_Excerpted data:_
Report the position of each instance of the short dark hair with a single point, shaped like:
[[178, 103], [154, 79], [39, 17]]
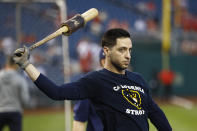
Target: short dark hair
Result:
[[109, 38]]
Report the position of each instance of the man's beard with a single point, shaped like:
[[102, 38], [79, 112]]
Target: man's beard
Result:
[[118, 66]]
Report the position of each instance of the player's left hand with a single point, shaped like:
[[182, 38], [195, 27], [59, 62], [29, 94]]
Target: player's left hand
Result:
[[21, 57]]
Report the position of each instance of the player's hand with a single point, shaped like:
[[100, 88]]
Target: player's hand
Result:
[[21, 57]]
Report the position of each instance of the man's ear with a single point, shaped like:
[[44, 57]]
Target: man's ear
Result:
[[106, 50]]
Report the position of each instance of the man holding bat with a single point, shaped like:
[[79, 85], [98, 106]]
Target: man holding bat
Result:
[[120, 97]]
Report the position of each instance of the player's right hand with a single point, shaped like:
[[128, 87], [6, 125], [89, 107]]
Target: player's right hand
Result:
[[21, 57]]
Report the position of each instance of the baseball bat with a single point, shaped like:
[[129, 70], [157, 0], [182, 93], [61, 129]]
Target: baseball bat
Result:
[[70, 26]]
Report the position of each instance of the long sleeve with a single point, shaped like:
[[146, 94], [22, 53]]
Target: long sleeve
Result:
[[70, 91]]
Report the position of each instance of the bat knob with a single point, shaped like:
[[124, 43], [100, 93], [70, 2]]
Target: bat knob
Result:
[[18, 54]]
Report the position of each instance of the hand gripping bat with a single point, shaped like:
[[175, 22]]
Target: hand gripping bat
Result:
[[68, 27]]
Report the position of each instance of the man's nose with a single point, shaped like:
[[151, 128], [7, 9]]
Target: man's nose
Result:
[[128, 55]]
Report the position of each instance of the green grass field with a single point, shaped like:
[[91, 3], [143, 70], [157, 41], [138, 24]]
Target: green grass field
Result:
[[181, 120]]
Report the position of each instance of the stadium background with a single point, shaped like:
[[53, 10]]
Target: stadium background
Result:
[[28, 22]]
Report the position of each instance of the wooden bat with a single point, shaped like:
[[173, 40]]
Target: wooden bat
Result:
[[69, 26]]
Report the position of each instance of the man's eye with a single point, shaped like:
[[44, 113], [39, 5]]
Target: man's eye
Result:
[[121, 50]]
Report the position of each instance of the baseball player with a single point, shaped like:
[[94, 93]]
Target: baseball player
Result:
[[120, 97], [85, 112]]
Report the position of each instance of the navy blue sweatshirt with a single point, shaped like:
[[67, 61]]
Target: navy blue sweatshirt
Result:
[[122, 101]]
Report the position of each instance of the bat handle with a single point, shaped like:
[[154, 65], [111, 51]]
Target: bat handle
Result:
[[49, 37]]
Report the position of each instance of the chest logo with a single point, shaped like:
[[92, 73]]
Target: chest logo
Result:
[[133, 97]]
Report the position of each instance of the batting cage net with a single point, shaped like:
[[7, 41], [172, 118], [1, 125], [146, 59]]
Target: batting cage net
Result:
[[25, 22]]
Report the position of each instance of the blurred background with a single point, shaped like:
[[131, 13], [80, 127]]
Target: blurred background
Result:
[[164, 35]]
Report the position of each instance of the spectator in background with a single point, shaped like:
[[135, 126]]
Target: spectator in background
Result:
[[13, 94], [154, 83], [167, 77], [8, 45], [85, 112]]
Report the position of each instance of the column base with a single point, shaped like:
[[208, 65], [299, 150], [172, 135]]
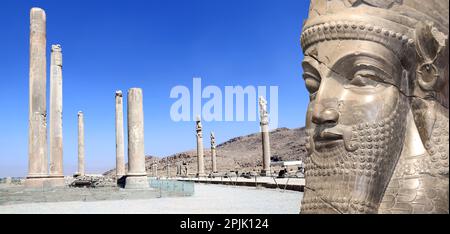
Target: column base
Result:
[[55, 181], [265, 173], [200, 175], [35, 182], [137, 182]]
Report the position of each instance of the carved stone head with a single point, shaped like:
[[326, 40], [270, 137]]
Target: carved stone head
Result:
[[377, 76]]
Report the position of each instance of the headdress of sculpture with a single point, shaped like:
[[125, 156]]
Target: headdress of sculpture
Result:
[[377, 122]]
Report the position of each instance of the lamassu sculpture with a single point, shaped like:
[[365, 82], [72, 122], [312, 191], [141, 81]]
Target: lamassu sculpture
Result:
[[377, 122]]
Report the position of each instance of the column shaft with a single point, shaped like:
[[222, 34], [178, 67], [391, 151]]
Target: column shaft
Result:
[[120, 150], [56, 132], [81, 144], [136, 176], [37, 134]]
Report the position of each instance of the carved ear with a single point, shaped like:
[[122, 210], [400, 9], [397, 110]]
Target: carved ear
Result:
[[430, 42]]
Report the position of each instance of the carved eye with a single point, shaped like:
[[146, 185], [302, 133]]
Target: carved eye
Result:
[[311, 82], [365, 78]]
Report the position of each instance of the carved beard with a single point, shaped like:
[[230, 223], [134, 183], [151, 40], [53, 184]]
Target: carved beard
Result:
[[340, 181]]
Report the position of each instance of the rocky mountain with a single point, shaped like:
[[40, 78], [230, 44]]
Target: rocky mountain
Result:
[[242, 153]]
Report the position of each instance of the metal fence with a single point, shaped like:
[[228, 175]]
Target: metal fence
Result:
[[183, 188]]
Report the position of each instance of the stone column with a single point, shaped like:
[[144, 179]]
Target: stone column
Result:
[[213, 153], [136, 176], [80, 144], [155, 170], [265, 136], [37, 132], [56, 135], [200, 162], [168, 169], [120, 150]]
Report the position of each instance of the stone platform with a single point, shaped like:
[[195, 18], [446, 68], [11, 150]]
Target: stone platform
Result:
[[294, 184], [19, 194]]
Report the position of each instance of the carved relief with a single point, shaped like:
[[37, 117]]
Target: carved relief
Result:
[[377, 122]]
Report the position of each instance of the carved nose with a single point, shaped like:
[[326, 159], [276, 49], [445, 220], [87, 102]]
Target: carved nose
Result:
[[326, 116]]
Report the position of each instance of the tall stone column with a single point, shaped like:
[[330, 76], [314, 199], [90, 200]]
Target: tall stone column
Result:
[[80, 143], [136, 176], [265, 136], [200, 159], [37, 132], [168, 169], [56, 133], [213, 153], [155, 169], [120, 150]]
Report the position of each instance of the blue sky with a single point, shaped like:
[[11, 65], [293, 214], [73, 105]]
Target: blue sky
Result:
[[154, 45]]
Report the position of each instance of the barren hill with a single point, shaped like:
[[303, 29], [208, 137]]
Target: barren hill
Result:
[[242, 153]]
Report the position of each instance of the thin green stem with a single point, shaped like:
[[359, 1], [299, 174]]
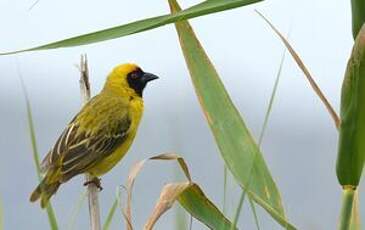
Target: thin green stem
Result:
[[346, 210], [238, 210], [50, 212], [253, 208]]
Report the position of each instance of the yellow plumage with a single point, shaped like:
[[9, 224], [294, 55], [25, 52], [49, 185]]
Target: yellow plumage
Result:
[[99, 135]]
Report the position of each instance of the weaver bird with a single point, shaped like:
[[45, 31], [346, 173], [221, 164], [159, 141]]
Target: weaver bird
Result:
[[99, 135]]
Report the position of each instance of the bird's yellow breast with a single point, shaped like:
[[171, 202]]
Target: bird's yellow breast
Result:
[[135, 113]]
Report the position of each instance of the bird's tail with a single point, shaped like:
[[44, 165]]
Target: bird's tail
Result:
[[44, 191]]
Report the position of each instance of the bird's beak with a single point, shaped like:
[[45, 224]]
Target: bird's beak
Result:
[[148, 77]]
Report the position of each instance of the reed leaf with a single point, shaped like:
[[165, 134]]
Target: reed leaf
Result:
[[238, 149], [200, 9], [358, 16], [188, 194]]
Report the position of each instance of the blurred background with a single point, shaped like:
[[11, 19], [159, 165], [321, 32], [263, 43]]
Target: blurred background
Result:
[[300, 145]]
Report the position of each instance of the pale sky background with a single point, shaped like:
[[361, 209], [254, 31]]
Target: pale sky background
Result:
[[300, 145]]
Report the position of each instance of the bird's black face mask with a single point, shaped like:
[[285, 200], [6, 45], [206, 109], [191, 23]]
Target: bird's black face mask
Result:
[[138, 79]]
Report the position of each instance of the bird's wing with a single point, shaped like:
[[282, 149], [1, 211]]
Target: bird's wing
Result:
[[90, 136]]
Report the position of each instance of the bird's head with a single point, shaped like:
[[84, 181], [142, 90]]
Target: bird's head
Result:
[[128, 78]]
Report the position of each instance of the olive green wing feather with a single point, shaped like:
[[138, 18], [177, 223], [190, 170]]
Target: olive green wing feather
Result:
[[92, 135]]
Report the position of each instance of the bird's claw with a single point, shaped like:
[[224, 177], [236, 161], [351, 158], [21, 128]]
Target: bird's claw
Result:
[[96, 182]]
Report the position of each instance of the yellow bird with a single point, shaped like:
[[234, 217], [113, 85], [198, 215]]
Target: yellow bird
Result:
[[99, 135]]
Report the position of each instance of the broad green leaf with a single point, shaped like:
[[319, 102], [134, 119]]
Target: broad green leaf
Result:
[[358, 16], [351, 150], [189, 195], [194, 201], [238, 149], [203, 8], [51, 215]]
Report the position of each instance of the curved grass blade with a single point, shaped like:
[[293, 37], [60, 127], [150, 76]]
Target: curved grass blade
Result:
[[306, 72], [203, 8], [351, 148], [238, 149], [262, 133], [272, 98], [358, 16], [189, 195], [192, 198], [110, 216], [51, 215]]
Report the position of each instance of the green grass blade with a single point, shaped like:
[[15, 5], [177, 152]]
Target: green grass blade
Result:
[[351, 147], [51, 215], [263, 129], [111, 213], [272, 98], [194, 201], [181, 221], [203, 8], [358, 16], [76, 210], [253, 208], [225, 184], [355, 219], [306, 72], [346, 210], [238, 149], [239, 208]]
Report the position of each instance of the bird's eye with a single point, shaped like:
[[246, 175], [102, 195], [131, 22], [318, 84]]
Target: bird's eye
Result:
[[134, 75]]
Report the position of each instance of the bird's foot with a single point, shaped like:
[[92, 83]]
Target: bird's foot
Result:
[[95, 181]]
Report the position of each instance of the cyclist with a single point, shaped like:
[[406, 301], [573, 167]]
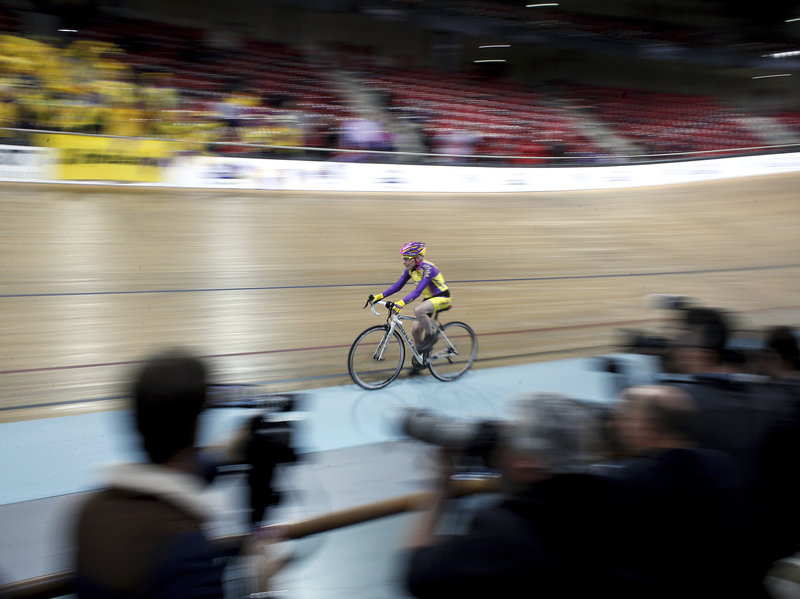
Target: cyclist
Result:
[[430, 284]]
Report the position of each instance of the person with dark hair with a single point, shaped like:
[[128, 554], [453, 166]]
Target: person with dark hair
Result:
[[679, 508], [780, 358], [143, 536], [747, 417], [550, 529]]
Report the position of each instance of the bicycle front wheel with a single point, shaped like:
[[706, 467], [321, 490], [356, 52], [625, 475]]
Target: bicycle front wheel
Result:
[[376, 358], [454, 351]]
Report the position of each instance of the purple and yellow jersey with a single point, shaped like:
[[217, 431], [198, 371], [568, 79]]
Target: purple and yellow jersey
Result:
[[429, 280]]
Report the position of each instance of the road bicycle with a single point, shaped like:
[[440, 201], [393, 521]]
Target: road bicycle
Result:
[[377, 355]]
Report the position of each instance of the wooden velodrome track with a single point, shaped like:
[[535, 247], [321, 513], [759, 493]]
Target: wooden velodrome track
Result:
[[270, 285]]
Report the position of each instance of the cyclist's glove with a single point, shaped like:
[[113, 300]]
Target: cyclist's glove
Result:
[[373, 298]]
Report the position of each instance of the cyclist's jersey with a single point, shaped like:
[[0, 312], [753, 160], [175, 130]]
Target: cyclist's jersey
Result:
[[430, 283]]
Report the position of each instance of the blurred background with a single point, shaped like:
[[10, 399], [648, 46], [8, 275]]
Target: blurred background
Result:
[[267, 285]]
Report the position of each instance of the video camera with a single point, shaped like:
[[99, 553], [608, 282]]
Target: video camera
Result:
[[269, 442], [473, 442]]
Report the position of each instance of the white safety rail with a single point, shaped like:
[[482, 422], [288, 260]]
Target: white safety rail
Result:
[[21, 163]]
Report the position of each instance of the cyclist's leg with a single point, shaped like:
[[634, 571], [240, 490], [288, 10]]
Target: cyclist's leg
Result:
[[423, 328], [435, 305]]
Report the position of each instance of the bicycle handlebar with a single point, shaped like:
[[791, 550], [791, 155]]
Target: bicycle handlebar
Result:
[[382, 303]]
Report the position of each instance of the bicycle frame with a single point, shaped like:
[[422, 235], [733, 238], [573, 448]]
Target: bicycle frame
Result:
[[395, 324]]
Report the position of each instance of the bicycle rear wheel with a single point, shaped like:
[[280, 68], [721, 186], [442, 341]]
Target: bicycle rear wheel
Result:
[[454, 351], [376, 358]]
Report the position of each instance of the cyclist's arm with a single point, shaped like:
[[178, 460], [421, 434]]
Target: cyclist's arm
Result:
[[427, 275], [399, 285]]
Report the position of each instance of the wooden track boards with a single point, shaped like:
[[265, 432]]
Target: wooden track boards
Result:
[[271, 284]]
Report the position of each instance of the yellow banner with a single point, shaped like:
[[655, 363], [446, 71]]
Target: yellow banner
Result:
[[108, 158]]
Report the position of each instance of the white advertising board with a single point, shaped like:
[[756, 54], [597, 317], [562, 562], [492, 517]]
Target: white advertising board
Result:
[[302, 175], [25, 163]]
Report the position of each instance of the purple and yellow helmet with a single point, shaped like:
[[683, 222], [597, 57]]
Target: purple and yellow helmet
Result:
[[413, 248]]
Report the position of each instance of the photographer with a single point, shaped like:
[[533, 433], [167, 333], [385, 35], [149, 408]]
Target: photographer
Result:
[[551, 522], [678, 515], [143, 535]]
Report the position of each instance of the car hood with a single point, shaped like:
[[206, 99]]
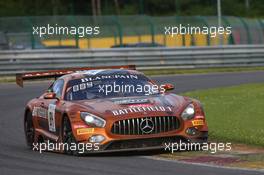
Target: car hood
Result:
[[167, 104]]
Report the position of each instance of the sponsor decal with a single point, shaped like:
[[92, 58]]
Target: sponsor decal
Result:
[[82, 131], [197, 122], [147, 126], [51, 117], [91, 72], [131, 101], [137, 109], [118, 76], [40, 112]]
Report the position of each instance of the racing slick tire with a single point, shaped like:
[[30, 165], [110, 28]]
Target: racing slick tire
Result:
[[68, 137], [29, 130]]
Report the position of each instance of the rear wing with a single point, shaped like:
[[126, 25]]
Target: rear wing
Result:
[[20, 77]]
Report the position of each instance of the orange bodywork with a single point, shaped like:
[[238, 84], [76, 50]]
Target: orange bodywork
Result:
[[123, 120]]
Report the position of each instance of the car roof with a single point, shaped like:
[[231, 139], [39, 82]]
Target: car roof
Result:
[[98, 72]]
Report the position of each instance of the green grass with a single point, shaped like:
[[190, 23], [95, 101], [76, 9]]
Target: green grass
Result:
[[234, 114]]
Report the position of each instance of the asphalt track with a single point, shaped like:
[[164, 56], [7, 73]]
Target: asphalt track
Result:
[[15, 158]]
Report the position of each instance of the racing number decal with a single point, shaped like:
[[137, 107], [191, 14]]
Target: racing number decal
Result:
[[51, 117]]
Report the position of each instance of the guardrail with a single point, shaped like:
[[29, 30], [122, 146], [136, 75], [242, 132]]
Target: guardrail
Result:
[[12, 62]]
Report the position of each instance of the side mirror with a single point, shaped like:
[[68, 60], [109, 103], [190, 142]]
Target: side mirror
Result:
[[50, 95], [168, 87]]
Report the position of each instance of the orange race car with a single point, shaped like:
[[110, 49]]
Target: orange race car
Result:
[[109, 109]]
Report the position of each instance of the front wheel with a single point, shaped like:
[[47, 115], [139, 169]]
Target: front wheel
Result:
[[29, 130]]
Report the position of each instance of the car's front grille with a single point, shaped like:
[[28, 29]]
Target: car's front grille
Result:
[[135, 126]]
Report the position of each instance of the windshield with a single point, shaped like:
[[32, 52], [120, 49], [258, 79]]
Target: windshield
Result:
[[109, 86]]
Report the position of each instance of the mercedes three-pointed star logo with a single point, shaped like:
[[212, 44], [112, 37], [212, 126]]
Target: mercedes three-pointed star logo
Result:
[[147, 125]]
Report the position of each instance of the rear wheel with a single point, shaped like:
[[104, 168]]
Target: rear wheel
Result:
[[68, 138], [29, 130]]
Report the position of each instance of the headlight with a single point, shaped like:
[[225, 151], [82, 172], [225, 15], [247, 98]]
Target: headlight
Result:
[[92, 120], [188, 113]]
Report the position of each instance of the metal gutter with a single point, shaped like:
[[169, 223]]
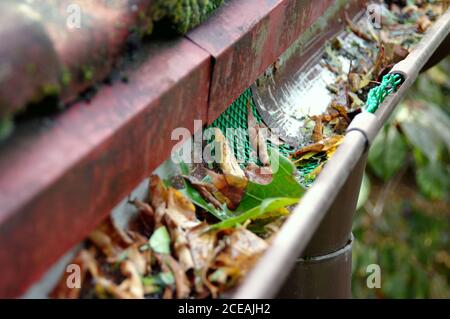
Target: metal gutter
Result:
[[266, 278]]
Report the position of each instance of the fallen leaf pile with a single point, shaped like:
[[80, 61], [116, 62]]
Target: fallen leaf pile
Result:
[[198, 236]]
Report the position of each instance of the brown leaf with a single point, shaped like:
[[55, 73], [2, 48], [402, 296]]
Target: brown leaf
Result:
[[182, 284], [206, 190], [259, 175], [316, 147], [133, 284], [423, 23], [86, 262], [317, 134], [180, 244], [234, 175], [109, 238], [226, 193]]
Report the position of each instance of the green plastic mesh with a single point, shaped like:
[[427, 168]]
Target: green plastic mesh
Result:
[[235, 116], [376, 96]]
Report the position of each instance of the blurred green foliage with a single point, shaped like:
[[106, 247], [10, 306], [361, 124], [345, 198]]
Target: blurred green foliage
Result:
[[403, 219]]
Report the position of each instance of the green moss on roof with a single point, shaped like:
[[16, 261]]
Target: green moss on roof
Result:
[[184, 14]]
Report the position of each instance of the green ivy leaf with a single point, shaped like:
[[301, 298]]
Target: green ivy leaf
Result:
[[283, 185], [266, 206], [195, 197]]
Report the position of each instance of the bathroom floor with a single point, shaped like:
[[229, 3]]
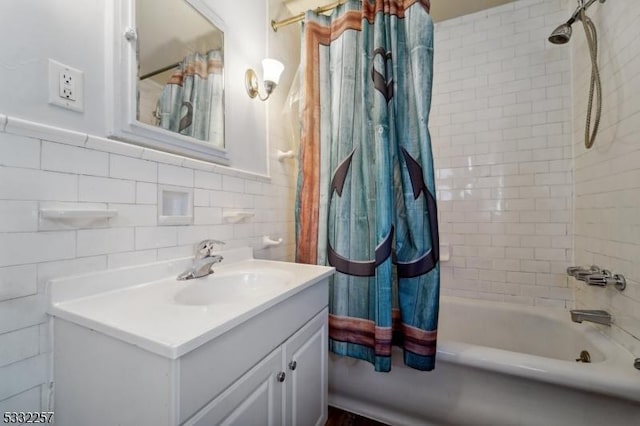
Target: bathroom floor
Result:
[[339, 417]]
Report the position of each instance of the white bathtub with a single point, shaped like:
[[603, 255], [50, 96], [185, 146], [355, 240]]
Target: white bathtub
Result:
[[498, 364]]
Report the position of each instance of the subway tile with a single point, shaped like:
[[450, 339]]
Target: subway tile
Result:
[[118, 260], [37, 185], [63, 268], [28, 400], [208, 180], [19, 151], [31, 247], [232, 184], [155, 237], [174, 175], [92, 242], [106, 190], [207, 215], [23, 312], [146, 193], [23, 375], [72, 159], [19, 344], [134, 215], [114, 147], [122, 167], [18, 281], [18, 216]]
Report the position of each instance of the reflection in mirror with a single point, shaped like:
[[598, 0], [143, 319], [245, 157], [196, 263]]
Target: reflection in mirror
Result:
[[180, 70]]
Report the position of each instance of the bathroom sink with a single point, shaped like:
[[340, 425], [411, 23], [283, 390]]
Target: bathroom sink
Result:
[[231, 287]]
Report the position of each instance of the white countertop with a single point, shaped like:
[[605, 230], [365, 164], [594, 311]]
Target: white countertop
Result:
[[137, 304]]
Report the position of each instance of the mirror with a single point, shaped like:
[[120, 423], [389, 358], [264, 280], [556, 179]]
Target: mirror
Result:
[[169, 76], [180, 70]]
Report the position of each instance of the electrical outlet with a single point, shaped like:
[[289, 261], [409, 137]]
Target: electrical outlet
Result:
[[66, 86]]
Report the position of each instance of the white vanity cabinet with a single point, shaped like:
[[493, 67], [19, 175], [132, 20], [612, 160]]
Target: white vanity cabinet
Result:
[[266, 366], [288, 387]]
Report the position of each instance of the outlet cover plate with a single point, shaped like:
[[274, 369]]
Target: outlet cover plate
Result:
[[57, 91]]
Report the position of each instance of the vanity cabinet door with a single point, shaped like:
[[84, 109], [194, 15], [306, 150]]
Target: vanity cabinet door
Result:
[[305, 364], [254, 399]]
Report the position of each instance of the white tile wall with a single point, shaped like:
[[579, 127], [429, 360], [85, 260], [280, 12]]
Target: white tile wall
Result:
[[607, 176], [36, 172], [502, 152]]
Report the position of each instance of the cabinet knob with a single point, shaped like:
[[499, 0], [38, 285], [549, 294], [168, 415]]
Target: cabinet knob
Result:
[[131, 34]]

_Instructions for the task:_ Look back at the data above. Transcribe exactly the lines starting at the line that contains "Report the position of each instance of the headlight" and ending at the line that contains "[[169, 223]]".

_Response to the exercise:_
Report the position of each instance of the headlight with a single point, shaped like:
[[225, 151], [82, 172], [225, 15], [247, 98]]
Target: headlight
Result:
[[92, 120], [188, 113]]
Report the position of each instance of the metal gutter with a single point, shaped like:
[[169, 223]]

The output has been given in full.